Entries from an annotation dataset
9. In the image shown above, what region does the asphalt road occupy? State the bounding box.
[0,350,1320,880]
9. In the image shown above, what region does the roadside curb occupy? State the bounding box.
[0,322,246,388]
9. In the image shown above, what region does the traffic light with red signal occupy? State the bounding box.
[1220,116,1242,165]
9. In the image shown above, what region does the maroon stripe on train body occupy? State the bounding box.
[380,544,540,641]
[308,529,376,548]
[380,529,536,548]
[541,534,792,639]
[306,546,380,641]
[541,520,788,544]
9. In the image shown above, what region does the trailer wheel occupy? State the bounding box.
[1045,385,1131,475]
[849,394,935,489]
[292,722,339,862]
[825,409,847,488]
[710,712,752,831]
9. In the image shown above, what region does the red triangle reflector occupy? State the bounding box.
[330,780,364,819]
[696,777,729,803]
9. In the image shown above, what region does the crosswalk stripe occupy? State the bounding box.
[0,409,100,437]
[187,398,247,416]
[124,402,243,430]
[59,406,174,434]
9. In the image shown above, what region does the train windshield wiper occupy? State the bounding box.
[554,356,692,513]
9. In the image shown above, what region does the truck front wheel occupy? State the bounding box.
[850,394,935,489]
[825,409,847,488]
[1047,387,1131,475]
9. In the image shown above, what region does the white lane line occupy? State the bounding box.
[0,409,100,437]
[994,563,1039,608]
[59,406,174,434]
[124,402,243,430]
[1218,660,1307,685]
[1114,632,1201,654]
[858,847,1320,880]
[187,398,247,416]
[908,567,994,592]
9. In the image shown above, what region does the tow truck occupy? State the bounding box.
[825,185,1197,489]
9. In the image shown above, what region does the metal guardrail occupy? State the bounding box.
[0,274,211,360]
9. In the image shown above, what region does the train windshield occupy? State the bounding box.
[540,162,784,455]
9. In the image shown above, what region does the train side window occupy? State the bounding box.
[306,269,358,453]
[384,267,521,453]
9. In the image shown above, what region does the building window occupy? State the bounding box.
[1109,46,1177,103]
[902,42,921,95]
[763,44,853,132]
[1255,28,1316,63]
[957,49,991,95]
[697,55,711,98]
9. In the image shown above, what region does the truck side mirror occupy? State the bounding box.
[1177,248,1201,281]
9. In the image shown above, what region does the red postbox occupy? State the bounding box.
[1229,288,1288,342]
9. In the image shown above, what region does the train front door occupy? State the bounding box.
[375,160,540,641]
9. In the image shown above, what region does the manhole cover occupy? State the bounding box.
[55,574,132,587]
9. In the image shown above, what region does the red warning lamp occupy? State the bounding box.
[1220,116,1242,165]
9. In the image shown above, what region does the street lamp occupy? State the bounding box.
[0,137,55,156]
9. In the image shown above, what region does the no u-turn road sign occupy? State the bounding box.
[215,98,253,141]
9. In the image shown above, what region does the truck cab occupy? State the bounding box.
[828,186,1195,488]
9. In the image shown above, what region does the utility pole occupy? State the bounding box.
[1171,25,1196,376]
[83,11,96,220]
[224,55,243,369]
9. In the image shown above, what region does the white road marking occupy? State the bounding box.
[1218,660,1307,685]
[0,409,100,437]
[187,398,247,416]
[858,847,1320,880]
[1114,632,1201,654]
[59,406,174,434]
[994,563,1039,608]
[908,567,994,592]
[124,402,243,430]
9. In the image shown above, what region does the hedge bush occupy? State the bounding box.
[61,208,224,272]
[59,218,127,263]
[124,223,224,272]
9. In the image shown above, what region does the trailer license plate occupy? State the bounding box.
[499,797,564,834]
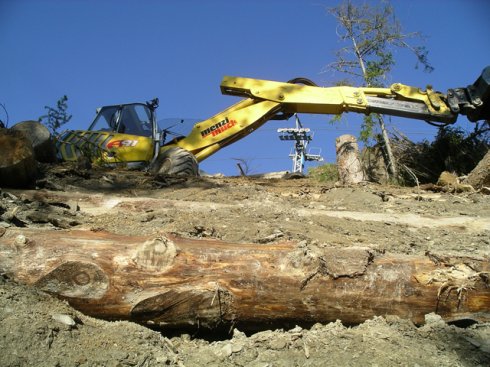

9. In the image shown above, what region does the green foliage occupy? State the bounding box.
[308,163,339,182]
[39,95,72,134]
[327,0,433,144]
[394,122,490,183]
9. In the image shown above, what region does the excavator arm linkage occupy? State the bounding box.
[170,67,490,161]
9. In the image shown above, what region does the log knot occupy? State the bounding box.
[133,236,177,271]
[35,261,109,299]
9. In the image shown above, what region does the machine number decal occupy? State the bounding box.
[201,117,237,138]
[107,140,138,149]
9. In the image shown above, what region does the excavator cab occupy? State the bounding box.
[57,99,161,168]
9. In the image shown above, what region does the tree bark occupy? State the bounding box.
[335,135,365,185]
[0,129,37,187]
[0,228,490,329]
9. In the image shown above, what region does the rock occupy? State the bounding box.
[52,314,77,326]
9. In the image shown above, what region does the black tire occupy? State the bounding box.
[150,147,199,177]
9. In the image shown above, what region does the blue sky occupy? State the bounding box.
[0,0,490,175]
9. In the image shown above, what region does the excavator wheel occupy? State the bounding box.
[150,147,199,176]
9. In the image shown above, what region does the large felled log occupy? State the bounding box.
[0,129,37,187]
[0,229,490,329]
[10,120,56,163]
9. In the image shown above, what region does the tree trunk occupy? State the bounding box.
[0,129,37,187]
[378,115,398,180]
[335,135,365,185]
[11,121,56,163]
[464,150,490,189]
[0,228,490,329]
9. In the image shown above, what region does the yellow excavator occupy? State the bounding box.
[57,66,490,175]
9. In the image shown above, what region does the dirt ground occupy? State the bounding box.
[0,166,490,367]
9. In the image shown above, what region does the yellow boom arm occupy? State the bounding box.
[171,76,457,161]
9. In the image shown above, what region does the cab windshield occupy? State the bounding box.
[89,104,153,137]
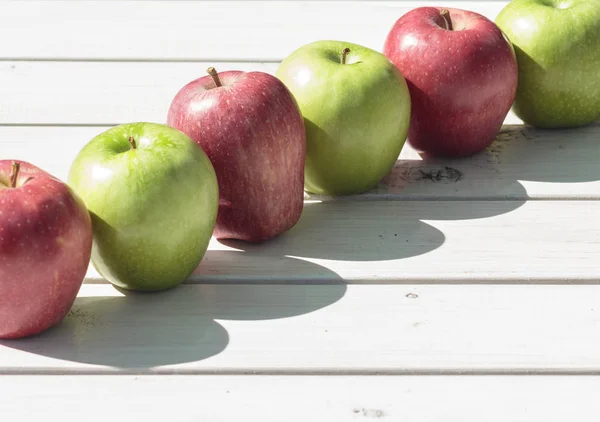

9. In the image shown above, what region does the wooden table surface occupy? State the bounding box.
[0,1,600,422]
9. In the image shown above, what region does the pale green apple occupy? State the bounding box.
[496,0,600,128]
[68,122,219,291]
[275,40,410,195]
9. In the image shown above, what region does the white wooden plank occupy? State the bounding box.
[132,201,600,283]
[0,123,600,201]
[0,285,600,372]
[0,61,522,125]
[0,376,600,422]
[0,1,508,61]
[0,61,278,125]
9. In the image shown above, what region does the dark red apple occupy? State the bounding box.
[167,68,306,242]
[383,7,518,157]
[0,160,92,339]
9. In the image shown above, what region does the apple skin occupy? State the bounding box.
[167,70,306,243]
[68,122,219,291]
[496,0,600,129]
[383,7,518,157]
[0,160,92,339]
[275,40,410,196]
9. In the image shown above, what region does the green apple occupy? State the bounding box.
[496,0,600,128]
[67,122,219,291]
[275,40,410,195]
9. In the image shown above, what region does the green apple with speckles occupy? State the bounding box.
[496,0,600,128]
[275,40,410,196]
[67,122,219,291]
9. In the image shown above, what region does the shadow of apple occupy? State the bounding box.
[0,289,229,368]
[216,201,445,262]
[0,251,346,369]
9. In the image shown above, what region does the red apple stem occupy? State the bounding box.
[206,66,223,88]
[340,47,350,64]
[440,9,454,31]
[8,161,21,188]
[128,136,137,149]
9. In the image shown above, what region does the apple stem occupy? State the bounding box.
[206,66,223,88]
[341,47,350,64]
[440,9,454,31]
[8,161,21,188]
[128,136,137,149]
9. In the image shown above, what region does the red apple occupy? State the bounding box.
[167,68,306,242]
[383,7,518,157]
[0,160,92,339]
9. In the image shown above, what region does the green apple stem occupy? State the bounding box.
[206,66,223,88]
[128,136,137,149]
[8,161,21,188]
[340,47,350,64]
[440,9,454,31]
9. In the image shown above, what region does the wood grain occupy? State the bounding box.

PROBLEM TO SOLVE:
Copy each line of the records precisely and drop any images they hold.

THE ANSWER:
9. In the image shown above, what region does the asphalt road occupy? State the bounding box.
[0,350,1320,880]
9. In the image shown above, what region does the roadside curb occupy? State the bounding box.
[0,322,246,388]
9. In the image shown above, what region does the traffic light with red signal occupy? State the bounding box.
[1220,116,1242,165]
9. In the image shown above, what region does the maroon stripe on train body occupy? State the bounding box.
[380,544,540,641]
[308,529,376,548]
[380,529,536,548]
[541,534,792,639]
[306,546,380,641]
[541,520,788,544]
9. In the image shown above, what region does the trailer wheel occupy? State the bounding box.
[1045,385,1131,475]
[849,394,935,489]
[292,722,339,862]
[825,409,847,488]
[710,712,752,831]
9. In the image shown above, what region does the red triangle reflector occupy? State the bounding box.
[330,780,364,819]
[696,777,729,803]
9. In the image shown above, what region does the crosswalk stripe occupy? State the bounding box.
[0,409,100,437]
[187,398,247,416]
[124,402,243,430]
[59,406,174,434]
9. In the image shown above, what region does the train windshield wiper occupy? State the bounding box.
[554,356,692,513]
9. In the image shown above, what region does the truck front wheel occupy? State the bounding box.
[850,394,935,489]
[825,409,847,488]
[1047,387,1131,475]
9. In the image shown above, what region does the white lane line occupy? State the bounding box.
[0,409,100,437]
[994,563,1039,608]
[59,406,174,434]
[124,402,243,430]
[1218,660,1307,685]
[1114,632,1201,654]
[858,847,1320,880]
[187,398,247,416]
[908,567,994,592]
9. In the image shown above, what region does the tow truck occupy? State the bounding box.
[825,185,1197,489]
9. In the image shown above, what region does the metal guardrail occupy? State the bounding box.
[0,274,211,360]
9. In the image shown above, what region does the train windshield occupy? State the bounding box.
[540,162,784,455]
9. In the image shown above, what region does the train side window occupy? State the bounding box.
[306,269,358,453]
[384,267,521,453]
9. In the image shown above, what region does the building window occupy? State the bounding box.
[1109,46,1177,103]
[902,42,921,95]
[763,44,853,132]
[1255,28,1316,63]
[957,49,991,95]
[697,55,711,98]
9. In the image shown above, what region does the truck side mirror occupy? State the bounding box.
[1177,248,1201,281]
9. In the image shown above, what region does the red postbox occupy? State the bounding box.
[1229,288,1288,342]
9. In the image shown above, what region does the train front door occupy? State the bounding box.
[375,160,540,641]
9. In the image shown above, what region does the manhole cover occupy? State the bounding box.
[55,574,132,587]
9. In the image shown above, what region does the red warning lamp occupy? State the bounding box.
[1220,116,1242,165]
9. In the image shown above, what region does the street lamp occupy? State the bounding box.
[0,137,55,156]
9. In the image shown above, what region does the no u-turn road sign occupy? State the bounding box.
[215,98,253,141]
9. In the image shown above, what region does the truck cab occupy? State the bounding box.
[828,186,1195,488]
9. In the image shown above, what region does the utility pole occupy? State the bounding box.
[1171,25,1196,376]
[83,11,96,220]
[224,55,243,369]
9. In the image shown above, what region does the white road marking occupy? State the bounding box.
[1218,660,1307,685]
[0,409,100,437]
[187,398,247,416]
[858,847,1320,880]
[1114,632,1201,654]
[59,406,174,434]
[994,563,1039,608]
[908,567,994,592]
[124,402,243,430]
9. In the image shown above, what region does the hedge bush occupy? State the bounding box.
[61,208,224,272]
[59,218,127,263]
[124,223,224,272]
9. In the image shown above, what region does the trailer license plate occupy? State the bounding box.
[499,797,564,834]

9. In the image shown above, what region does the green foliage occupy? State the bounding box.
[308,163,339,182]
[39,95,72,134]
[327,0,433,144]
[394,122,490,183]
9. In the image shown above, what region does the excavator arm linkage occupy? State the bounding box.
[170,67,490,161]
9. In the image shown above, what region does the log knot occupy? State the bounding box.
[133,236,177,271]
[35,261,109,299]
9. In the image shown above, what region does the machine number decal occupy? State the bounding box.
[201,117,237,138]
[107,140,138,149]
9. In the image shown above, what region does the excavator cab occupy? State the bounding box.
[57,99,161,168]
9. In the image shown above, what region does the tree bark occupy? State the bounding box.
[335,135,365,185]
[0,129,37,187]
[0,228,490,329]
9. In the image shown above, what region does the rock occupy? State the bounding box.
[52,314,77,326]
9. In the image shown above, what region does the black tire occupy? State the bounding box.
[150,147,199,177]
9. In the image shown above, what region does the blue sky occupy? State the bounding box.
[0,0,490,175]
9. In the image shown above, what region does the excavator wheel occupy? State the bounding box.
[150,147,199,176]
9. In the image shown above, what region does the large felled log occupy? State the bounding box.
[0,129,37,187]
[0,229,490,329]
[10,120,56,163]
9. In the image shown above, what region does the tree trunk occupy? State the bounding box.
[0,129,37,187]
[378,115,398,180]
[335,135,365,185]
[11,121,56,163]
[464,150,490,189]
[0,228,490,329]
9. In the image shown above, what region does the yellow excavator occupy? State the bounding box.
[57,66,490,175]
9. In the image shown above, what region does the dirt ground occupy? State the bounding box.
[0,166,490,367]
9. In the image shown above, what region does the yellow boom arm occupy? State the bounding box.
[171,76,457,161]
9. In the image shown above, what region does the cab windshield occupy? State the bounding box.
[89,104,153,137]

9. In the image shown above, what region does the wooden table surface occupy? State the bounding box.
[0,1,600,422]
9. In the image shown above, what region does the pale green apple occupy? State the bounding box.
[496,0,600,128]
[68,122,219,291]
[275,40,410,195]
9. In the image shown above, what region does the white wooden plank occupy? State the bounding box.
[132,201,600,283]
[0,123,600,201]
[0,285,600,372]
[0,61,522,125]
[0,376,600,422]
[0,1,508,61]
[0,61,278,125]
9. In the image shown above, what region does the dark red apple occupy? State the bounding box.
[167,68,306,242]
[383,7,518,157]
[0,160,92,339]
9. In the image shown above, what region does the apple skin occupy? State the bounding box.
[167,70,306,243]
[68,122,219,291]
[496,0,600,129]
[383,7,518,157]
[0,160,92,339]
[275,40,410,196]
9. In the image shown above, what region does the green apple occupy? State the bounding box.
[496,0,600,128]
[67,122,219,291]
[275,40,410,195]
9. In the image shown above, what region does the green apple with speckles occupy? State the bounding box.
[496,0,600,128]
[275,40,410,196]
[67,122,219,291]
9. In the image shown above, what region does the shadow of apple occupy? State the bounding box.
[0,289,229,368]
[216,201,445,262]
[0,251,346,369]
9. In the image shown above, what region does the red apple stem occupy? State the bounding box.
[206,66,223,88]
[340,47,350,64]
[440,9,454,31]
[8,161,21,188]
[128,136,137,149]
9. In the image shown above, what region does the apple stem occupy? State the bounding box.
[206,66,223,88]
[341,47,350,64]
[440,9,454,31]
[8,161,21,188]
[128,136,137,149]
9. In the image shown above, what region does the red apple occupy? State the bounding box.
[167,68,306,242]
[383,7,518,157]
[0,160,92,339]
9. In the image shown above, what region does the green apple stem occupy? State the bounding box.
[206,66,223,88]
[128,136,137,149]
[8,161,21,188]
[340,47,350,64]
[440,9,454,31]
9. In the image shown above, what region does the wood grain occupy? State the bounding box.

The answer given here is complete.